PROBLEM DESCRIPTION:
Go through the records and copy each line where the word "metal" occurs.

DATA EXTRACT:
+++

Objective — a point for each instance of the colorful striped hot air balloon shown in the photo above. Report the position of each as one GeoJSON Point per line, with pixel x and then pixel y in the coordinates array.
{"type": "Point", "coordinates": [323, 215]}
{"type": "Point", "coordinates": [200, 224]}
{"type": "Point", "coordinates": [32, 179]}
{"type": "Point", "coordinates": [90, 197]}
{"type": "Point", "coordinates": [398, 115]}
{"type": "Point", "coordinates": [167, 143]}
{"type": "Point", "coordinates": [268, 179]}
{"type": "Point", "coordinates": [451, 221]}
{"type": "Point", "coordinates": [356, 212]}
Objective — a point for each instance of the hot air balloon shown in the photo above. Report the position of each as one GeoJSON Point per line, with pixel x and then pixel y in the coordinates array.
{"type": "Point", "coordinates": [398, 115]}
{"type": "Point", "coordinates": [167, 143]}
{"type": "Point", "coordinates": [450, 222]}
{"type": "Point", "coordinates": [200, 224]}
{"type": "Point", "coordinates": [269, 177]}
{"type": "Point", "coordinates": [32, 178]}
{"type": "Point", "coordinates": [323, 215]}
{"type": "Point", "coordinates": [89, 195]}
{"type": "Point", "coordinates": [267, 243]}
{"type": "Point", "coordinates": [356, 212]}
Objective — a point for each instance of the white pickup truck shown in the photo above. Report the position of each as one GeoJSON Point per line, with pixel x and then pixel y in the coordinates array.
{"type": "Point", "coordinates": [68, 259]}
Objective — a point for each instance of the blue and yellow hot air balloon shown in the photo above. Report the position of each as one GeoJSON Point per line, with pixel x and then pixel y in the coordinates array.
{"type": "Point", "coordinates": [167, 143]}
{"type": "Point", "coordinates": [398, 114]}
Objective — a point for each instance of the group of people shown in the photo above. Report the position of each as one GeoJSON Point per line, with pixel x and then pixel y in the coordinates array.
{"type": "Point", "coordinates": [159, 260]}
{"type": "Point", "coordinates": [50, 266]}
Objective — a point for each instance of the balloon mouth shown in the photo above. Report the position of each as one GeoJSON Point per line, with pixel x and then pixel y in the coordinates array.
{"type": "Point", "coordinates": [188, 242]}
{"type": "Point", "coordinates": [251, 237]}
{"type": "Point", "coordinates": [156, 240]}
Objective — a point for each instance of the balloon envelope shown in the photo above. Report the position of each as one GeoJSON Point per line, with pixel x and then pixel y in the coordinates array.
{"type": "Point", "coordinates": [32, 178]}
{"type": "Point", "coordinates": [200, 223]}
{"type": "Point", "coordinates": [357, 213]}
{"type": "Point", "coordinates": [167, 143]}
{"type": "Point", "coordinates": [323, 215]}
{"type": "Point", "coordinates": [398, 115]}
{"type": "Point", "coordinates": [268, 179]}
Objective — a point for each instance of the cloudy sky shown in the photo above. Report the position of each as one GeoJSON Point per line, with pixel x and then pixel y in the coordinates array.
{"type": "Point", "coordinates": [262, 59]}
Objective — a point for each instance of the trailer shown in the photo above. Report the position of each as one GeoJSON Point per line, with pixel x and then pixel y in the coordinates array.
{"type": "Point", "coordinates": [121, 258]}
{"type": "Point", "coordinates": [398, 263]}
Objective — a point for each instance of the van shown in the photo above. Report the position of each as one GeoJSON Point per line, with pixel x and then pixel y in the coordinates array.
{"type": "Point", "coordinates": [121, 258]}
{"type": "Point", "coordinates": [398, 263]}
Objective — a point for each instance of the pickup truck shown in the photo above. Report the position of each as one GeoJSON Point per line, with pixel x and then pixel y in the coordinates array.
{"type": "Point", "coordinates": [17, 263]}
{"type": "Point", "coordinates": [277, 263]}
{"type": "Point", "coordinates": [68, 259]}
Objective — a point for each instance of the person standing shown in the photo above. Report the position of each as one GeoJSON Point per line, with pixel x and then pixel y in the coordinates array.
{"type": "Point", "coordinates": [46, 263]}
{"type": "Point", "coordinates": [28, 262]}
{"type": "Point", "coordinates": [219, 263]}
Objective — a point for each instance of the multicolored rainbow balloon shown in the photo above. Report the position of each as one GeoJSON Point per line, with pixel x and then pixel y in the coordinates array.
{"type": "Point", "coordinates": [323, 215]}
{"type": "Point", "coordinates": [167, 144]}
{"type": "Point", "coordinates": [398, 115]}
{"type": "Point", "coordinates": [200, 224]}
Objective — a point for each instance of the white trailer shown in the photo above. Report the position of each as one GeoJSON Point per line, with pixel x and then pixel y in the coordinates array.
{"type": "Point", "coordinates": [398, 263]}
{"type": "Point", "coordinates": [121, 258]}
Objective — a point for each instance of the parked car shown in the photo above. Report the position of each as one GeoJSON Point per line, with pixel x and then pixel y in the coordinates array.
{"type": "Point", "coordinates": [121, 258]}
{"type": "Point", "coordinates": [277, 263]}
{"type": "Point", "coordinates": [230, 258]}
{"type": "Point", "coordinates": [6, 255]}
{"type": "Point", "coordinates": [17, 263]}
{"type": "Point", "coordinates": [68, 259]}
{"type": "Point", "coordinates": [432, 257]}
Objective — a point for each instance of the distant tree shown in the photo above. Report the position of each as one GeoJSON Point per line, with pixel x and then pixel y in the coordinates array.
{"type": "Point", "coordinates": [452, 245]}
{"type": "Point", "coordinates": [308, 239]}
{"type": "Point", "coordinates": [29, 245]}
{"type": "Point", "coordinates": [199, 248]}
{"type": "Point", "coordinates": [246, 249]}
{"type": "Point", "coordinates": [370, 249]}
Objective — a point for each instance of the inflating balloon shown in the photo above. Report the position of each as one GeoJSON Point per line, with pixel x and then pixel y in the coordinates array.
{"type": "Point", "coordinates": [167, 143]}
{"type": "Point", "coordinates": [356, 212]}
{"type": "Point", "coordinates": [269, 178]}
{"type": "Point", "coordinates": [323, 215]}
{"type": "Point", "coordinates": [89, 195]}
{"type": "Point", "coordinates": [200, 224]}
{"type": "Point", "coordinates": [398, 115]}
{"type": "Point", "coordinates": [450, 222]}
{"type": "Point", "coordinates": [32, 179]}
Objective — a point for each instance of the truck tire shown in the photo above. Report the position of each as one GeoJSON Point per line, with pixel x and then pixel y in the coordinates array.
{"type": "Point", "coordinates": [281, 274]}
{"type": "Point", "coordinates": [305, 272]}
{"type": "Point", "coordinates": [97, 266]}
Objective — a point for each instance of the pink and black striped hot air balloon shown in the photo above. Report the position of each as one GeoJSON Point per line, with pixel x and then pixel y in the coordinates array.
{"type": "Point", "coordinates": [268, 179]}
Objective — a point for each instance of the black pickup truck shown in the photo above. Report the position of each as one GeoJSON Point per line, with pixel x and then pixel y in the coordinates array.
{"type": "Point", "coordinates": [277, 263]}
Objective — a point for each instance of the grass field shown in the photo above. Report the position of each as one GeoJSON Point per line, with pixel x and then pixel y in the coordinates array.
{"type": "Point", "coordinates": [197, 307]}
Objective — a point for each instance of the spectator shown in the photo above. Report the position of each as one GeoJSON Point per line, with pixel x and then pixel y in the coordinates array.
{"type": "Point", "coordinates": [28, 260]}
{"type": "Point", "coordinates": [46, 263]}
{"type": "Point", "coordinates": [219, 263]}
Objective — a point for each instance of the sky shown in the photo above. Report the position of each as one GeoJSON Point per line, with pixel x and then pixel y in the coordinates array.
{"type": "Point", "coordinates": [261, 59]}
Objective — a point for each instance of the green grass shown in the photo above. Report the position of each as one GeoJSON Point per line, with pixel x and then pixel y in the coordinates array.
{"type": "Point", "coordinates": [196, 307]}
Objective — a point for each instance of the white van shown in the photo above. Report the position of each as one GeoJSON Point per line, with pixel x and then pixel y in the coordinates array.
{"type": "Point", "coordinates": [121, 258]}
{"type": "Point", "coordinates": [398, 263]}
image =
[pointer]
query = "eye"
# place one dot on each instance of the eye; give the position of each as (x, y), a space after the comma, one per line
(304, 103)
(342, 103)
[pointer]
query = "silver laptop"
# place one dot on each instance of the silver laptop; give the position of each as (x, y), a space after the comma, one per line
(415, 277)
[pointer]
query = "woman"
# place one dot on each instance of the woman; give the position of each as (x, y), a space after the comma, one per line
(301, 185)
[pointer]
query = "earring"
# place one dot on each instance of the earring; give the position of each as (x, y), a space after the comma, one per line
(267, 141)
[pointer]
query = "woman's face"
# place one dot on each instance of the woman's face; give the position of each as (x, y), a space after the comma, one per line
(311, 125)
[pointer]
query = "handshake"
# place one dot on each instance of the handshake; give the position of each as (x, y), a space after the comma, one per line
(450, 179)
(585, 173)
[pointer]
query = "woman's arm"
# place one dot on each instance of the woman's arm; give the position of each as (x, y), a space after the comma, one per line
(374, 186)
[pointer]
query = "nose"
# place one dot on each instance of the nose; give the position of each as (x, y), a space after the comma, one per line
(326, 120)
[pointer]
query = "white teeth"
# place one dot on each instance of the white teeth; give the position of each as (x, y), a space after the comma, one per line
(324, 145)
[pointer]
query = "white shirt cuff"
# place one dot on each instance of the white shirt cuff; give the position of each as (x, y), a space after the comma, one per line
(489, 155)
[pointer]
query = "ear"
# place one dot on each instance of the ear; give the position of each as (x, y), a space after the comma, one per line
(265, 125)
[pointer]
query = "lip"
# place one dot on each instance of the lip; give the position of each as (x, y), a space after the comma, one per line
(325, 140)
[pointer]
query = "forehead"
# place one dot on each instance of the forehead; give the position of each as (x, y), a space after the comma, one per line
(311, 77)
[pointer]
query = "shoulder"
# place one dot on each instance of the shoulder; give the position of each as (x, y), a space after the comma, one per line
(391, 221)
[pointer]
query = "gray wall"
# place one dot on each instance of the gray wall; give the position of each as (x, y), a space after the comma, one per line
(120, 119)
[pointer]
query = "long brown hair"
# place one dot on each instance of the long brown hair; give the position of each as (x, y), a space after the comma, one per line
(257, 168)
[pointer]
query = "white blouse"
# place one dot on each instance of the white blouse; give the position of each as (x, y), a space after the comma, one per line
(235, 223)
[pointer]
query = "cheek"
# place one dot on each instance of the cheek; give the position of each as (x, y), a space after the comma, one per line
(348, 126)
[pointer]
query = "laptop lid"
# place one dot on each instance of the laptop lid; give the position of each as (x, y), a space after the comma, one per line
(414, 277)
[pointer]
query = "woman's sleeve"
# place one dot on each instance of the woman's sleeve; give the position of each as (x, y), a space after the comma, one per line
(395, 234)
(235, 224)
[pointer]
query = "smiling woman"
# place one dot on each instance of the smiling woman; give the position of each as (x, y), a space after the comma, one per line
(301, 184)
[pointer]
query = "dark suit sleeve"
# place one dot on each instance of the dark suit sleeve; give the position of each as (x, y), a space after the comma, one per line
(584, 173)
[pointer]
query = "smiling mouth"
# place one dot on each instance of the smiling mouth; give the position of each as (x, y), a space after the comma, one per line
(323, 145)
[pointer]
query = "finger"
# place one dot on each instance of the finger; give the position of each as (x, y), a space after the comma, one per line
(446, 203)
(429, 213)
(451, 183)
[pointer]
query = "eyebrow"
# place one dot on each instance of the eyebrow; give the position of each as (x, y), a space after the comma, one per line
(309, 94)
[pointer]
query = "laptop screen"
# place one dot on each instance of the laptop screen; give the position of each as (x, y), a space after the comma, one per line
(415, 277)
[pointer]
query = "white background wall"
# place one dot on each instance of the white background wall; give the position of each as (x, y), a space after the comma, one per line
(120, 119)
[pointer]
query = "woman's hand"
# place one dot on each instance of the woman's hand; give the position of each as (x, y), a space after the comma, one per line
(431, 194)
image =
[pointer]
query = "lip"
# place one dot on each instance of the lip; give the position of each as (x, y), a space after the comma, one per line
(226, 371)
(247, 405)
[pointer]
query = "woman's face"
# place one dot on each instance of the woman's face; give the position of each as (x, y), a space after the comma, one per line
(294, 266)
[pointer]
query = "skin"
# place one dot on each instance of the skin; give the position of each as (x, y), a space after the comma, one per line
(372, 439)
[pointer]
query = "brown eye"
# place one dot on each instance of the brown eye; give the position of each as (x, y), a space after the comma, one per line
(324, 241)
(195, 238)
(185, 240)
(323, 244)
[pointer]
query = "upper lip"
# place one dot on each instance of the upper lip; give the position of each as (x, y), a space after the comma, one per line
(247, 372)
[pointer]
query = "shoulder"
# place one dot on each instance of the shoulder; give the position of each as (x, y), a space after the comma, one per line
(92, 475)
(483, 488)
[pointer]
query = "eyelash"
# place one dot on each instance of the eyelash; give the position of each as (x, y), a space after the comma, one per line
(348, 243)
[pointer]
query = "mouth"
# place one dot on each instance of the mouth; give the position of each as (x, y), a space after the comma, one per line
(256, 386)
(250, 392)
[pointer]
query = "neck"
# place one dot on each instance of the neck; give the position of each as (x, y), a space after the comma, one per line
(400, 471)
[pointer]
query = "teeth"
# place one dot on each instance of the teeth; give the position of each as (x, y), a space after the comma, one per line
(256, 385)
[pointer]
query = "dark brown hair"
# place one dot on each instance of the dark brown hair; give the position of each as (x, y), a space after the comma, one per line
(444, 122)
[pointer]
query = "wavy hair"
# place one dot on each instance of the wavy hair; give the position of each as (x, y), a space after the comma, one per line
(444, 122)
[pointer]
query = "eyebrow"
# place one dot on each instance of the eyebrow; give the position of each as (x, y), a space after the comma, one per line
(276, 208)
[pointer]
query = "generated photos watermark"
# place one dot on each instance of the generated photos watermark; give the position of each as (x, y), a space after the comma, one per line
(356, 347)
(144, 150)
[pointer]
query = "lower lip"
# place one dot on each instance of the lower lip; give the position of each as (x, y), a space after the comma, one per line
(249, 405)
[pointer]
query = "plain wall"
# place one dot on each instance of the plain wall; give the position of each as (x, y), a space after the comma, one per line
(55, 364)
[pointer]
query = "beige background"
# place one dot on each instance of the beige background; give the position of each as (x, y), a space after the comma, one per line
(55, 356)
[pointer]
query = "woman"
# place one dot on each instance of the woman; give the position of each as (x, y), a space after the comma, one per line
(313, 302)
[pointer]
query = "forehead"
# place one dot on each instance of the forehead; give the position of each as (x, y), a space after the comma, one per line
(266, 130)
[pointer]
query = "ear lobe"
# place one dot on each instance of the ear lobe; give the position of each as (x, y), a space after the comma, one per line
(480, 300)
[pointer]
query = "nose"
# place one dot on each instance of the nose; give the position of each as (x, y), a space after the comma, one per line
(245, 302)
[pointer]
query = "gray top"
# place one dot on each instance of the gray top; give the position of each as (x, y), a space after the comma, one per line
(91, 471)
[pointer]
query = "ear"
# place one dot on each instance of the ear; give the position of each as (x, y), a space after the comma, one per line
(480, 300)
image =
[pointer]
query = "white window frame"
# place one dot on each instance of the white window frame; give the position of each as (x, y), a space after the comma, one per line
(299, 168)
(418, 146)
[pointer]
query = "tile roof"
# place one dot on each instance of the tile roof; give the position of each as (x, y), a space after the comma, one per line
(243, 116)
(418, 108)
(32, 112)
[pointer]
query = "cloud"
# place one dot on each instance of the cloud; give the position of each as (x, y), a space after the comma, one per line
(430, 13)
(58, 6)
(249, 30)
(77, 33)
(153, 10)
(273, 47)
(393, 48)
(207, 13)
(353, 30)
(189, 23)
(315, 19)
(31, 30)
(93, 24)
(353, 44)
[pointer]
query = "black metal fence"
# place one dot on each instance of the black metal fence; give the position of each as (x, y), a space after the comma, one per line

+++

THE ANSWER:
query = "black metal fence"
# place one dot on each instance of the black metal fence; give the position of each as (x, y), a space after the comma, one per line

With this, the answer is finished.